■ **What is asked**: Collect each line below that contains the word "jacket". Case counts when matching.

■ **Record set**:

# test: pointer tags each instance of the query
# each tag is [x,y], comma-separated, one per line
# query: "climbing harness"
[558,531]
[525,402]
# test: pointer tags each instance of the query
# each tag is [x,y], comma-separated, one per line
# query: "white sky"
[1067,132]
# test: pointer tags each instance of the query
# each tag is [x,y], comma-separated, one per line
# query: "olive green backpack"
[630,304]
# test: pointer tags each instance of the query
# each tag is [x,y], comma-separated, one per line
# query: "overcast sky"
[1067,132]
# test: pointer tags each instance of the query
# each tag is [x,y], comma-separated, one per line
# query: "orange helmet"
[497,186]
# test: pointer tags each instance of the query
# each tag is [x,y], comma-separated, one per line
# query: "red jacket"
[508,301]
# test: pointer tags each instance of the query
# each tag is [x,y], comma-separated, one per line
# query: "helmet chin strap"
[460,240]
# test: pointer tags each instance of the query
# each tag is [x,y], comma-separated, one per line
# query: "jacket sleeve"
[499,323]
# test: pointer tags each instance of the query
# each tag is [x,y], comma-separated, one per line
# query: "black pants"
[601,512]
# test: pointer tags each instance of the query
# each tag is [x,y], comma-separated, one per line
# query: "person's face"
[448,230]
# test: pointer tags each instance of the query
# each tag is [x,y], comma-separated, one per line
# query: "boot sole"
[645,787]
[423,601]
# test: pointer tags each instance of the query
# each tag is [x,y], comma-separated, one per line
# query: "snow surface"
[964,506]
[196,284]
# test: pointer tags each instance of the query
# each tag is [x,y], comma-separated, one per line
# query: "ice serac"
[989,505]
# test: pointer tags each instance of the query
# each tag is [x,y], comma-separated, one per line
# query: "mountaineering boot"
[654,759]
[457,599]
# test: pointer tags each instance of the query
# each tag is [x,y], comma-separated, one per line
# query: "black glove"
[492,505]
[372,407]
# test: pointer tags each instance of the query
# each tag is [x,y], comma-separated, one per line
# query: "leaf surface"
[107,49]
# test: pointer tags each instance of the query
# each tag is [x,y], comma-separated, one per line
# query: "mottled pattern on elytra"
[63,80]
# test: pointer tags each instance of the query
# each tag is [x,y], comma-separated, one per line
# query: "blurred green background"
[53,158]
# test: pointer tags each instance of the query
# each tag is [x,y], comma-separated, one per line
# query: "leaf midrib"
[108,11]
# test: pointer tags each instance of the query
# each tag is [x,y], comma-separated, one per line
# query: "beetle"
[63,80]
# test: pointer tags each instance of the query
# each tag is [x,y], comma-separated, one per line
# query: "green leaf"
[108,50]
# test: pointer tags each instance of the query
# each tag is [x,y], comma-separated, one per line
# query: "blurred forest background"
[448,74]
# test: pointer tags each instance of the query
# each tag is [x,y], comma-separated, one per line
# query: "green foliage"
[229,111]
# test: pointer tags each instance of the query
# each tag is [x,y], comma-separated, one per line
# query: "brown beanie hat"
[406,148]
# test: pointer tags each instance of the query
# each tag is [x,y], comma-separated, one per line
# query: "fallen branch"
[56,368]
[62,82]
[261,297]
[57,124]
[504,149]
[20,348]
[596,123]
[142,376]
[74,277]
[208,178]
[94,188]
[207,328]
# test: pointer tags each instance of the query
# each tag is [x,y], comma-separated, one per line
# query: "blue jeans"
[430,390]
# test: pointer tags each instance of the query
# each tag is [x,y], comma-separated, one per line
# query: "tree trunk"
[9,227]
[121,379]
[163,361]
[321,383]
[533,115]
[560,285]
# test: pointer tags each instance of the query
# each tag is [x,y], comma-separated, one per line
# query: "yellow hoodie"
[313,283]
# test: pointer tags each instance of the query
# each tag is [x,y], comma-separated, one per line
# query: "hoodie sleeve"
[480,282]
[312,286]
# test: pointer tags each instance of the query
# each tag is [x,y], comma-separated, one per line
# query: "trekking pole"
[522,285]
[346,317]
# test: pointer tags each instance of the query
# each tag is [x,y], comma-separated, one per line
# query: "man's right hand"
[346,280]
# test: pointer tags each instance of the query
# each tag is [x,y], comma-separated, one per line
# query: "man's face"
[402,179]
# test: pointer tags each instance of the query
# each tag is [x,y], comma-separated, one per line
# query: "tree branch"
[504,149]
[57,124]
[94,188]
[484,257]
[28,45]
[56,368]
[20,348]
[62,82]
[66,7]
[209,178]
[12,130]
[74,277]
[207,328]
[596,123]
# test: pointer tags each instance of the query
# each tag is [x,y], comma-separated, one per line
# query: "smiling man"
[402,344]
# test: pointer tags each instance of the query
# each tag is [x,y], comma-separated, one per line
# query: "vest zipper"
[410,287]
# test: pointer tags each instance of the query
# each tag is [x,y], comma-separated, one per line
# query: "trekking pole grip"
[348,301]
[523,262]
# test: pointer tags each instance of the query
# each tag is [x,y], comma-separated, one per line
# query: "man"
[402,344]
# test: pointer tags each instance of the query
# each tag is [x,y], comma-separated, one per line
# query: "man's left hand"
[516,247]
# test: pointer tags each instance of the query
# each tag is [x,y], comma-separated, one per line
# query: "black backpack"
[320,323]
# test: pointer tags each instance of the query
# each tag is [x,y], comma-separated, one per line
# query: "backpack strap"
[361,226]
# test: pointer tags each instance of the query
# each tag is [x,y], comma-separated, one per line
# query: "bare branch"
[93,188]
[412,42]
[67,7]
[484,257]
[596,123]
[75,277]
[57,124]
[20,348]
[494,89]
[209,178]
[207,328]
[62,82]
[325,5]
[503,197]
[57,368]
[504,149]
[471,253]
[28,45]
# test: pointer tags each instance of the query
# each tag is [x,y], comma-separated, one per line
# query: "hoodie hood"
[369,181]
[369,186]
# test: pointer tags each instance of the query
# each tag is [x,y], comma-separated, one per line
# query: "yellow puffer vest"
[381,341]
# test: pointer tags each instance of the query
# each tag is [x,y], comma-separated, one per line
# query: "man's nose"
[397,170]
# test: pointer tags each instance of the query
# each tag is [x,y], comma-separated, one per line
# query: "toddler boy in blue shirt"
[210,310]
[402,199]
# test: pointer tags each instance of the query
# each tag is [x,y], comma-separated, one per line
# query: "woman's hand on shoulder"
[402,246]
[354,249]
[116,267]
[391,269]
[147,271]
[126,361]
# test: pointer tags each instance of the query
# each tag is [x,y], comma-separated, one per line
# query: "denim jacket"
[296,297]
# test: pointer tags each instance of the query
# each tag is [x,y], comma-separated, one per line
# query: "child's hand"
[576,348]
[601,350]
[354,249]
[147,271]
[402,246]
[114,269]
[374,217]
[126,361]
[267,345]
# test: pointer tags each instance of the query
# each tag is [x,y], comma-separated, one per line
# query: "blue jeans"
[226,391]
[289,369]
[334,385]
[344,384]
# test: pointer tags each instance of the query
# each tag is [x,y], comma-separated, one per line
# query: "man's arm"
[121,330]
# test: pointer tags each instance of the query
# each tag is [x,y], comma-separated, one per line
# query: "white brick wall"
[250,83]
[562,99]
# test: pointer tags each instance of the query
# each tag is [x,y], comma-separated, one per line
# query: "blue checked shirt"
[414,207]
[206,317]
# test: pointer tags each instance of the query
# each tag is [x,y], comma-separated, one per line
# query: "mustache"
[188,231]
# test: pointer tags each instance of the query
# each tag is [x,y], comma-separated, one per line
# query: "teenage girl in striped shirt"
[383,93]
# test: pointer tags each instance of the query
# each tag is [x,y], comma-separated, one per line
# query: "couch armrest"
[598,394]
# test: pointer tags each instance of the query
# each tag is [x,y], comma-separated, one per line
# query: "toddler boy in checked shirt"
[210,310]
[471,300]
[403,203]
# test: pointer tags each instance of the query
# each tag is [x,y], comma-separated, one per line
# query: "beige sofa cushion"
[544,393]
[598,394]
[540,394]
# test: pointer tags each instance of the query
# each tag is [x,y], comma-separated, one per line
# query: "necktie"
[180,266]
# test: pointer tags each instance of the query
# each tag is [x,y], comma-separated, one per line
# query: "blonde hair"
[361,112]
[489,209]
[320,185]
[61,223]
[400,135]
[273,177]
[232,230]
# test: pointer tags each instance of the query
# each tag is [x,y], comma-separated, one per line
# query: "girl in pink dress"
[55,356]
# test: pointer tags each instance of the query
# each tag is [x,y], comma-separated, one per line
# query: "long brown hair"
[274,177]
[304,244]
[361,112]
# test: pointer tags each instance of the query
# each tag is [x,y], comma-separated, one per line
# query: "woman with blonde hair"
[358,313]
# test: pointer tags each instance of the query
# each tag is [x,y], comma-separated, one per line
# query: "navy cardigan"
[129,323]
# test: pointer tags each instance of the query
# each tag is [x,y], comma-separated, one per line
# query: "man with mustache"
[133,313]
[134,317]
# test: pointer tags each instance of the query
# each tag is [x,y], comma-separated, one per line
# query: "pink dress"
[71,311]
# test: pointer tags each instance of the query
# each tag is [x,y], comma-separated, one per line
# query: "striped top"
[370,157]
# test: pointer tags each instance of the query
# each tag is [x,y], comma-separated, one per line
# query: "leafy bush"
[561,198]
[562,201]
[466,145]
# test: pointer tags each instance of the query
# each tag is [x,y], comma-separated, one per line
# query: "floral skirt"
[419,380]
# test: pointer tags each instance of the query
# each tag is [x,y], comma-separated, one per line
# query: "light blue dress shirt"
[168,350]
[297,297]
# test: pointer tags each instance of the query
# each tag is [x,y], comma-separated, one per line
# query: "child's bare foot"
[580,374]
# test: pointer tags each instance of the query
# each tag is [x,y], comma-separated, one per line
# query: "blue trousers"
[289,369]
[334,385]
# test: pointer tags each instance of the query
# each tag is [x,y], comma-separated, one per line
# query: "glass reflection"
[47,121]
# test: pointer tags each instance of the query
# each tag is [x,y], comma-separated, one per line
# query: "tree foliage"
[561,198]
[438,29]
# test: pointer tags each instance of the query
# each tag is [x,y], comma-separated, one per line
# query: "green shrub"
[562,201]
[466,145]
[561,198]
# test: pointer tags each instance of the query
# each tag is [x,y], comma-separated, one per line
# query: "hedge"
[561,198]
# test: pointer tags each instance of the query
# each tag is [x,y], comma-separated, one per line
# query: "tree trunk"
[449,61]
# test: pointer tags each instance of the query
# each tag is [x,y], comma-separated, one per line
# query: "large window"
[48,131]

■ **Solution to this task**:
# query: "red jacket"
# query: "jacket sleeve"
# query: "denim jacket"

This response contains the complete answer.